**Exercise set:**
1 - Can you pull the passage of the blog post about family titles that starts at "When it comes" and ends at "them very much.", copied word for word?
2 - How would the blog post about family titles go on after its final sentence? Write the next part.

**Document segment:**
* START *
Last weekend, we had a family wedding in town and all my family was here and we had a big cookout and pool party at my sister's place. I was surrounded with my aunts and uncles and cousins when it hit me. My cousin's have children now and they are also cousins. Try explaining that to several 2-5 year olds!!

My cousins, sister and myself came to the conclusion, that, in the eyes of the children, adults would be aunts and uncles and the kids were cousins. It didn't matter if the title didn't match the technical definition because it was something the little kids could understand.

That is when I started thinking maybe I had been wrong to feel slighted in regards to my "title" Family is family and it doesn't really matter the title that one has, because "family" is the only title that matters. My family is very close and my cousins are like brothers and sisters and my aunts and uncles are like parents!

When it comes to small children, they need simple explanations for life and calling someone "Aunt" tells the child, without having to explain it, that this person is special and is a adult to be listened to and is someone who loves them very much.

It would be very cumbersome to try to keep track of who was my great-aunt and I certainly don't call her "Great Aunt G"!! I don't call my cousin's child "Second Cousin P" for goodness sake! Family is family and an aunt is a loved adult and a cousin is a loved child. That is all it needs to be!!

As I have gotten older, I realized that the closeness of my family is not something that everyone has. I got some odd looks when putting in for time off to go to my cousin's funerals. These people were not some distant related person, these were children I grew up with and knew well and felt close to. Their passing was not a small blip on my radar, but a life altering change! Not everyone has that kind of closeness with their "extended family" and I can't help but feel for those people because they are missing out!

This weekend we stayed up talking until after 2am, my cousins and myself. We have done that many times, but this time was the first for me since I've had children. I normally go to bed when the kids do, because I know I'll be up with them in the night. But this time, I threw caution to the wind and had a margarita and some laughs! I noticed how much has changed, we all have children now and the talk was more family focused than when I was a kid. But, I also noticed how little things had changed too. My comedic cousin is still just as funny and I am still the goody-goody who doesn't break the rules and thinks everything through.

My daughter is so close with Smug-Niece that she has started to refer to her as "sister" I had been correcting her until I realized that it too didn't matter! She feels the love of a sister for this person and has decided that this is the title deserved. Who am I to say different?!?
* END *
**Recorded data:**
* START *
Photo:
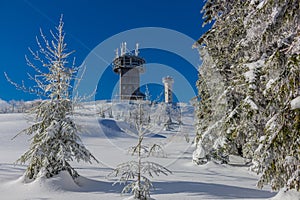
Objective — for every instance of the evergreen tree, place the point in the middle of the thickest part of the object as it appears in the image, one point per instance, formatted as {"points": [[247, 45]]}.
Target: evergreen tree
{"points": [[254, 48], [138, 173], [55, 142]]}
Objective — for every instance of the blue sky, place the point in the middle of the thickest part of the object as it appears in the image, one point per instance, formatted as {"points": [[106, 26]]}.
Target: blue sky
{"points": [[87, 24]]}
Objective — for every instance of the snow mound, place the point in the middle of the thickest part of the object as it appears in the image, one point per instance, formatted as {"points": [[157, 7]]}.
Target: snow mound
{"points": [[112, 128], [289, 195]]}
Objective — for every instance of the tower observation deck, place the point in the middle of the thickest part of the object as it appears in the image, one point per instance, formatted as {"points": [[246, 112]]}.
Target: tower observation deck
{"points": [[129, 66]]}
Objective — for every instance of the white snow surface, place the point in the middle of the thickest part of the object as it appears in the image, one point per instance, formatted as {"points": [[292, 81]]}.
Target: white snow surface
{"points": [[295, 103], [109, 145]]}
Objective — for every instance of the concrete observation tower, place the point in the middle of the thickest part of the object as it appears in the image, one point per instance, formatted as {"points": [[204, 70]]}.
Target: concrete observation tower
{"points": [[129, 66], [168, 83]]}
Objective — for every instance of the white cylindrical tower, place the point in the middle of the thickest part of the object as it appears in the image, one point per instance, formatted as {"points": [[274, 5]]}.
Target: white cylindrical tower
{"points": [[168, 83]]}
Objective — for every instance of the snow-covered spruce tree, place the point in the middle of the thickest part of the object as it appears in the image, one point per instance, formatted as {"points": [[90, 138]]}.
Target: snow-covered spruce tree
{"points": [[138, 173], [255, 47], [55, 141]]}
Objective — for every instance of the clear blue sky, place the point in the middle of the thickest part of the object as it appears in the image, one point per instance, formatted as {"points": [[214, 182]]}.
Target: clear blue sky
{"points": [[87, 23]]}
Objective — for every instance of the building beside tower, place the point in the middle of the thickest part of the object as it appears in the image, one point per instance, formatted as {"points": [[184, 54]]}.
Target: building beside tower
{"points": [[168, 83], [129, 66]]}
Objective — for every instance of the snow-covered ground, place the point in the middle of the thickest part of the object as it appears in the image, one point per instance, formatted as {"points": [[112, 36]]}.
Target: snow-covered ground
{"points": [[108, 141]]}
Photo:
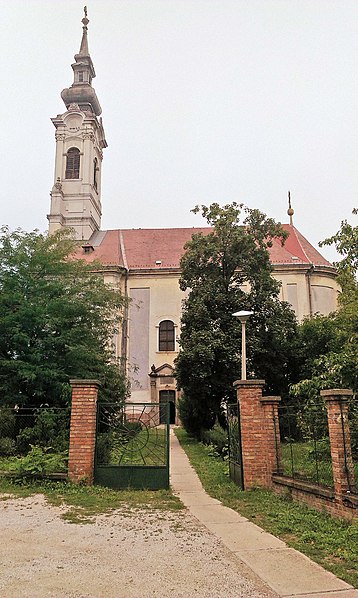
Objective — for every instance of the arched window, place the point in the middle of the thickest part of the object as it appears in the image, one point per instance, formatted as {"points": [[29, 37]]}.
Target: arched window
{"points": [[166, 336], [95, 170], [73, 163]]}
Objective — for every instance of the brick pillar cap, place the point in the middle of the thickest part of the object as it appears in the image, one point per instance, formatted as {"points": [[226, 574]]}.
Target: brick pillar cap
{"points": [[336, 393], [276, 399], [85, 382], [249, 383]]}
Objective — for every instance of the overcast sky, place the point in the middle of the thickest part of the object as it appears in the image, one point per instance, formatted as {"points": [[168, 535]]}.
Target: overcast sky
{"points": [[203, 101]]}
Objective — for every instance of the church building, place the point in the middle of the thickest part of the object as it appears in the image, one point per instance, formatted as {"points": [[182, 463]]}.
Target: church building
{"points": [[145, 263]]}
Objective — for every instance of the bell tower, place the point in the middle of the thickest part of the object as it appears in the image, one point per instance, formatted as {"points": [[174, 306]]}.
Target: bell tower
{"points": [[80, 140]]}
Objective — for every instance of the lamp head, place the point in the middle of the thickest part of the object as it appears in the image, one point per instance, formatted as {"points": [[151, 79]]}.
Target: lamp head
{"points": [[243, 315]]}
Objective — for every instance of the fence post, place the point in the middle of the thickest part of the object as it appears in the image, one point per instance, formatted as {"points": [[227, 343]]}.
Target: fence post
{"points": [[257, 432], [83, 430], [340, 440], [271, 440]]}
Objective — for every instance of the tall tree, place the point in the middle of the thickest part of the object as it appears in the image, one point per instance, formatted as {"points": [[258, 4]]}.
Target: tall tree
{"points": [[223, 271], [328, 345], [56, 319]]}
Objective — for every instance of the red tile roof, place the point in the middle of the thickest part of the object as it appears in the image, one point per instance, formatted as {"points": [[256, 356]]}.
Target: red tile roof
{"points": [[162, 248]]}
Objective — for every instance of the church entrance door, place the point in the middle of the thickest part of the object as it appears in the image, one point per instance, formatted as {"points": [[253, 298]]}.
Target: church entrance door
{"points": [[167, 396]]}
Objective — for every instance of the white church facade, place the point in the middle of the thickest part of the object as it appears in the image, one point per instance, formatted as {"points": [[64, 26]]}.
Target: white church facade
{"points": [[145, 263]]}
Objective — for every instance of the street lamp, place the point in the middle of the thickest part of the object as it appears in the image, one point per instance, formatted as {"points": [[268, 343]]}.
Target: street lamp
{"points": [[243, 317]]}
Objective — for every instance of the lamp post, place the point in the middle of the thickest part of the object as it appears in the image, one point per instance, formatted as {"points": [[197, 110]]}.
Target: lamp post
{"points": [[243, 317]]}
* END *
**Answers provided:**
1 -
When it comes to small children, they need simple explanations for life and calling someone "Aunt" tells the child, without having to explain it, that this person is special and is a adult to be listened to and is someone who loves them very much.

2 -
Monday, June 17, 2013

Hello Monday

Today is the day! It is Monday and it is the start of getting my shit together! I am going to do everything on my "to do" list today! I am going to take my vitamins and drink my water and exercise! I am going to get all the laundry washed, folded AND put away! I am going to end the day with the house in order and the kitchen cleaned! I will not forget anything major!!

The weekend was very nice. My cousin got married to a really lovely girl. They got married in her hometown, so we all made the trip to the wedding. I think that overall I am very glad that we all went, Smug-Baby and Little-Smug both had a lot of fun and it was a really beautiful wedding. However, the traveling is never easy with the children and I think Smug-Baby was sick.

It was really strange. I thought she was getting pinkeye on Thursday so I treated it aggressively all day Thursday and Friday and she seemed 100% by Friday afternoon. Then, suddenly Sunday morning, her eyes were all goopy again and she felt warm! She was incredibly fussy and melting down over everything. She slept most of the drive home and slept over 13 hours last night! She has woken up seemingly fine and has been eating and playing like she is totally normal so I hope that whatever it was has passed. I am going to keep her home today and doing mellow things until she is fever free for 24 hours just in case.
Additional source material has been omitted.